» **WORK TASK**: Retype the entries exactly. Include every line.

DATA SUPPLIED Block Start

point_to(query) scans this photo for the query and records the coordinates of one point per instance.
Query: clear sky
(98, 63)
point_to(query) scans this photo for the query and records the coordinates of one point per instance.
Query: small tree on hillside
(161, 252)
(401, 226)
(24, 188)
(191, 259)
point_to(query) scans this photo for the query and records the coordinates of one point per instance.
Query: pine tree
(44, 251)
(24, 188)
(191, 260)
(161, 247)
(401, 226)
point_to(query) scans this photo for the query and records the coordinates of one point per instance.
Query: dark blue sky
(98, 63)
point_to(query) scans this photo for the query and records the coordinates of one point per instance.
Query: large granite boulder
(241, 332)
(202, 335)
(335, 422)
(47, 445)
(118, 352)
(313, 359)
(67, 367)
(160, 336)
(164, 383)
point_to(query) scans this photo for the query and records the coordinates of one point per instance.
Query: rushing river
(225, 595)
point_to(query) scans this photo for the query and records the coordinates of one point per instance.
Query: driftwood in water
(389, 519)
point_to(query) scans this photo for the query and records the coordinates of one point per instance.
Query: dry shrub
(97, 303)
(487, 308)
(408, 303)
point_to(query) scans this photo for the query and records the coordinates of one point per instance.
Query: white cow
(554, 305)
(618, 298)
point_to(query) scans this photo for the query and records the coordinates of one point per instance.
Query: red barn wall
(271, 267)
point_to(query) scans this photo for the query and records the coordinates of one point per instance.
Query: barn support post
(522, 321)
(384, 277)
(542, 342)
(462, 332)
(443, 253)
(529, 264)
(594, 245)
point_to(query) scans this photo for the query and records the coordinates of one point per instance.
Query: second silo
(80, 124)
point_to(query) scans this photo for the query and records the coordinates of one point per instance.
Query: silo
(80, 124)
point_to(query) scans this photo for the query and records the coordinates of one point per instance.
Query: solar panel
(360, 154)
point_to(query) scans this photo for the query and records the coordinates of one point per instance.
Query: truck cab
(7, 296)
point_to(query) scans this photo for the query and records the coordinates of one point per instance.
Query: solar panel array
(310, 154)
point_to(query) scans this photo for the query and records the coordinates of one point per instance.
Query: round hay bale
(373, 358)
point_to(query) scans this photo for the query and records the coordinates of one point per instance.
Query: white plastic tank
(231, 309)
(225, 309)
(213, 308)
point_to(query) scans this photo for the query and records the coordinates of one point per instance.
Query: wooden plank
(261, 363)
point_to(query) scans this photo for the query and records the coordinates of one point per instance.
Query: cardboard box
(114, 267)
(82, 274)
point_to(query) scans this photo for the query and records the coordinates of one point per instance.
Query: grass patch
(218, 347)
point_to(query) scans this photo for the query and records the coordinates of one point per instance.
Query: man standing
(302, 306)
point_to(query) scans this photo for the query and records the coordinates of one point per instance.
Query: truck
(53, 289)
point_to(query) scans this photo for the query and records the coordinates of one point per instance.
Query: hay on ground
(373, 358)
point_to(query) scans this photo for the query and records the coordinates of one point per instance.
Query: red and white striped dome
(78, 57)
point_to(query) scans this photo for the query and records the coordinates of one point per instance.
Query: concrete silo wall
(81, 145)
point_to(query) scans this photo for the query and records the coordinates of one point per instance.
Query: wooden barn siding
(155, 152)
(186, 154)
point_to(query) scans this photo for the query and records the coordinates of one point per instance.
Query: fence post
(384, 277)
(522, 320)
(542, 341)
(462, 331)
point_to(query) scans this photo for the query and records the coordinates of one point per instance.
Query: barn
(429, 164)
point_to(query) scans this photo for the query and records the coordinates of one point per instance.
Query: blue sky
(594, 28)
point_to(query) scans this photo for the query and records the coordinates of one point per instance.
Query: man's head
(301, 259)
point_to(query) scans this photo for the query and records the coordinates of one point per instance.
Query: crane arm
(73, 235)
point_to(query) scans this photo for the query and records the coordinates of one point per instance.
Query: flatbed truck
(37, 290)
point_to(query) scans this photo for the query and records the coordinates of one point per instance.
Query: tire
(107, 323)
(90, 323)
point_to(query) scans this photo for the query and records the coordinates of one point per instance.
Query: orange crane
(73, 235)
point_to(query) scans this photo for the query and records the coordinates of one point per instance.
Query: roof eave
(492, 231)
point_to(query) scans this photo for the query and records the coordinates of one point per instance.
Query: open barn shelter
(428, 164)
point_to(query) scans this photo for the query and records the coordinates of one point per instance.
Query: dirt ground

DATA SUPPLIED Block End

» **TASK SOLUTION**:
point_to(query) scans this photo for the query and records the coordinates of one point per instance.
Query: clear sky
(98, 63)
point_to(query) scans this photo for the query and records the coordinates of one point per instance.
Query: small tree on hillside
(161, 252)
(401, 226)
(24, 188)
(191, 259)
point_to(query) scans this photo for the query and records the coordinates of one point per instance.
Query: pine tree
(44, 251)
(24, 188)
(191, 260)
(161, 247)
(401, 226)
point_to(query) scans this photo for the query and records the coordinates of one point per instance.
Query: dark blue sky
(98, 63)
point_to(query) scans this photo for the query and records the coordinates of one point per instance.
Query: large granite boulder
(241, 332)
(202, 335)
(335, 422)
(47, 445)
(118, 352)
(313, 359)
(67, 367)
(160, 336)
(164, 383)
point_to(query) scans this photo for the query and records the coordinates of one point per instance.
Query: rushing river
(225, 595)
point_to(query) scans this photo for the query and records the coordinates of one point per instance.
Query: driftwood in water
(389, 519)
point_to(query) scans this photo for the query and records the coordinates of one point per instance.
Query: dry shrub
(97, 303)
(487, 308)
(408, 303)
point_to(query) scans this photo for the query and records the coordinates of one point per instance.
Query: white cow
(554, 305)
(618, 298)
point_to(query) scans this photo for the query and records the coordinates of one point per instance.
Query: red barn wall
(271, 267)
point_to(query) scans this photo for the query and records the coordinates of one point per instance.
Query: barn support post
(522, 321)
(384, 277)
(542, 342)
(462, 332)
(443, 253)
(529, 264)
(594, 245)
point_to(query) scans this photo for the query and records the coordinates of one point per instance.
Query: second silo
(80, 124)
point_to(query) scans this photo for the query and records the coordinates of one point per instance.
Query: silo
(80, 124)
point_to(query) scans this photo for the query and records the coordinates of one point per instance.
Query: solar panel
(360, 154)
point_to(query) scans this photo for the query and records the coordinates of one point per instance.
Query: truck cab
(7, 296)
point_to(query) scans this photo for the query and records the coordinates of one point per instance.
Query: solar panel array
(310, 154)
point_to(query) scans this photo for the query and records the coordinates of one point per instance.
Query: round hay bale
(373, 358)
point_to(query) scans this photo for the query and records the coordinates of one point per instance.
Query: white plastic tank
(231, 309)
(225, 309)
(213, 308)
point_to(query) scans this photo for the query and records the coordinates of one point per instance.
Query: wooden plank
(261, 363)
point_to(query) scans this photo for the query and records the coordinates of one point per instance.
Query: cardboard box
(114, 267)
(82, 274)
point_to(query) scans this photo for the query and records the coordinates of one point per instance.
Query: grass patch
(218, 347)
point_to(query) scans this photo for the query and records the coordinates of one point per instance.
Query: man standing
(302, 306)
point_to(query) scans this photo for the query and records the coordinates of one point per instance.
Query: truck
(53, 289)
point_to(query) scans this photo for the query and records the coordinates of one point per instance.
Query: hay on ground
(373, 358)
point_to(query) scans this photo for the query and records the coordinates of one point per instance.
Query: red and white striped dome
(78, 57)
point_to(query) scans this photo for the query and records the coordinates of one point per instance.
Query: concrete silo wall
(81, 145)
point_to(query) scans this photo for the query and records the coordinates of one point per instance.
Query: wooden barn siding
(155, 152)
(186, 154)
point_to(query) scans this photo for the query and records the coordinates of one point per instance.
Query: fence post
(384, 277)
(522, 320)
(542, 341)
(462, 331)
point_to(query) scans this photo for the query and records the coordinates of one point per instance.
Query: barn
(429, 164)
point_to(query) scans this photo for the query and records the coordinates of one point per instance.
Query: blue sky
(594, 28)
point_to(query) scans this photo for the query and records the coordinates of one point per instance.
Query: man's head
(301, 259)
point_to(query) scans this photo for the query and records the coordinates of one point per instance.
Query: crane arm
(73, 235)
point_to(query) scans this photo for the query and records the coordinates of one point per instance.
Query: flatbed truck
(37, 290)
point_to(query) scans this photo for the query and records the coordinates of one point per instance.
Query: tire
(107, 323)
(90, 323)
point_to(query) scans this photo for the query and records the coordinates of one point per instance.
Query: orange crane
(73, 235)
point_to(query) scans this photo for the query and records the coordinates of one point per instance.
Query: roof eave
(492, 231)
point_to(query) scans this photo for the query and records the coordinates of one point per instance.
Query: open barn shelter
(428, 164)
point_to(query) scans this photo for the query and records the coordinates of one point per instance.
Query: dirt ground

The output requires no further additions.